■ Aim ■
Repeat every line of the data exactly, but not the pictures.

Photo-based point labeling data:

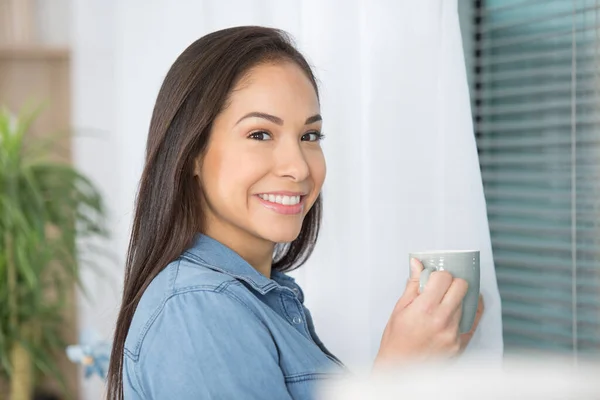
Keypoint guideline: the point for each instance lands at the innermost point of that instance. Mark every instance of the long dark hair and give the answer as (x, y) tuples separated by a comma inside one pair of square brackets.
[(167, 212)]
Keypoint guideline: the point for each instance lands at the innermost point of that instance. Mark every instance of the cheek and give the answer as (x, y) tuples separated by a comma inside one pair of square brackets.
[(229, 172), (318, 169)]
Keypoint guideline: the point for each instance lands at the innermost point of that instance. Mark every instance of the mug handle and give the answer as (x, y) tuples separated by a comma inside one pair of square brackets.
[(425, 277)]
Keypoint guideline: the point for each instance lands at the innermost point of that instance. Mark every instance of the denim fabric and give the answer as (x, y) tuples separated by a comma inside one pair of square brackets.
[(210, 326)]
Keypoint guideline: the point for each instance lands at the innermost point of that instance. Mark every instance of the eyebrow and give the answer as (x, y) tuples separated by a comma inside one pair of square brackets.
[(277, 120)]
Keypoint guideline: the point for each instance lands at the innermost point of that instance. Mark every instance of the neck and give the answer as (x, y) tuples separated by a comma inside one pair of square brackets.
[(255, 251)]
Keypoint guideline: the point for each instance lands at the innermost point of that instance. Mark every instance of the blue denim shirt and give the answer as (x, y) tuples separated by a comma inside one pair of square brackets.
[(210, 326)]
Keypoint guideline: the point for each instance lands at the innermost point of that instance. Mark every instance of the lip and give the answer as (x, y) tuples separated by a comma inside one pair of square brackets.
[(285, 193), (281, 208)]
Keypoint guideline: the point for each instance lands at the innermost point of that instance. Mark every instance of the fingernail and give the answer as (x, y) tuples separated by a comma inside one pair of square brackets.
[(415, 266)]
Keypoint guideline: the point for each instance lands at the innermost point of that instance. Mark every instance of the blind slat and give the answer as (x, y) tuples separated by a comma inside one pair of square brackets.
[(536, 124), (543, 106), (536, 37), (588, 137), (564, 13)]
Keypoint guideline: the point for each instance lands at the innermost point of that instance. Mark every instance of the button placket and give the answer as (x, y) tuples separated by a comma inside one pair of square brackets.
[(294, 311)]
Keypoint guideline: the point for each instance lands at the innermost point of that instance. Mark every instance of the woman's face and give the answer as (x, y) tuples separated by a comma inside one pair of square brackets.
[(264, 167)]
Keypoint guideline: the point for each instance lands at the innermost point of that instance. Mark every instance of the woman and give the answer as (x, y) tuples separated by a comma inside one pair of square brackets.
[(229, 201)]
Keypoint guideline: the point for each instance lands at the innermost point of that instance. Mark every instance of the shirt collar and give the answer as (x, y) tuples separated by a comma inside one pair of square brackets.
[(216, 256)]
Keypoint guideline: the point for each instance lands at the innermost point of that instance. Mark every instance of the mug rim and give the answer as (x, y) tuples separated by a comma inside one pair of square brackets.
[(437, 252)]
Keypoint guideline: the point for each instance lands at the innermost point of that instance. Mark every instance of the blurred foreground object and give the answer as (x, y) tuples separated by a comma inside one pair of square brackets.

■ Response to the task ■
Keypoint guideline: the point for each instance lands at the innermost point of that instance. Mark every instance of the long dark hair and give the answer as (x, y) tuples separated by a comma inside one pair of square brackets.
[(167, 212)]
Keypoint guideline: the point for each instance lands at the innermost point of that instance. Mark every instance of the cheek and give the answer as (x, y) tuples separated by a comma inside one pair of square brackets.
[(229, 172), (318, 169)]
Keypoint guideline: the point for each instance lands at the innermost point of that instance. Mark every instance of the mug handle and give the answer as (x, y) tuples separated by a comma inside one pair of square brackets.
[(425, 277)]
Keypoint guideline: the point for each instance lands at the innermost point of that instance. Mark every instance of the denim fabric and give the answer as (x, y) tuples separated by a comma inside one pair of square brackets.
[(210, 326)]
Keypoint guideline: the point for each instance lands at the innermost point of that instance. Mark every instance of the eyebrow and give the answer as (x, y) tuples separated by a comma inside one pair of square brackets.
[(277, 120)]
Keypoint guideline: the point for each instance lands at the innermost point of that instance. Mark every instance of the neck and give the answer as (x, y) tuples separated by a comma inside one pair of square brackets.
[(255, 251)]
Keypoint guideline: the point for each instance lands at the innermost point of that instance. Mark every instance of the blue denim shirt and give the answer as (x, y) tuples separated by a comma inside one pair of square brackets.
[(210, 326)]
Keypoint guideline: the point for each instance lands at the innermost point of that instance. Mark every instance of the lip and give the answer as (x, y) tuples separated by a comma inside one pair of square brackets.
[(285, 193), (281, 208)]
Keypoint guideline: the point for each instance lands at the innermost point of that instance. Mark every instance of the fingernail and give the answer as (x, y) tuples separated by a comma inside one pair of square brackets.
[(415, 266)]
Keypoint guideline: the point for each instance lands at the innermost point of that instance. Mark every instance of the blind slat and give the answer as (x, y) tuples separated by a comma inside one pair of square brackets.
[(536, 124), (543, 106), (536, 37), (588, 137), (564, 13)]
Keypoint guideline: the point for each instance lands at the innermost point of that instance. Mark every instance of the button placket and give the answer as (x, y) tuples separated by a comma inside one pair of square brackets.
[(294, 311)]
Keypoint guideline: the point for each instance lands at the innermost point of that instance. Mark every instance of the woman's face and give the answer as (x, y) tuples separated by a comma inside one pair of square brackets.
[(264, 167)]
Keypoint guideline: the point for each instance lands at the innermost point of that instance. Mark every instance of the woman and give the answer as (x, y) tuples separated by a comma inside one pair of square brackets.
[(229, 201)]
Keypoint guideline: the point for each instance lands at the innermost point of that instance. Mark every instance of the shirt collar and give the answer as (x, y) tuples separated by a comma inside one pair of square brackets.
[(216, 256)]
Keypoint guideline: the point for each instance lands at the innermost point of that instance. Mark every instance of the mug rim and give the answer as (x, y) tuples separated by a comma inside one pair of square brackets.
[(437, 252)]
Keypoint guideline: the point for each instance lands at the innermost point of that instance. Mark every instance of the blurred foreground object and give the answer as (x, y) tuples separated by a comma inside one pair of square brackets.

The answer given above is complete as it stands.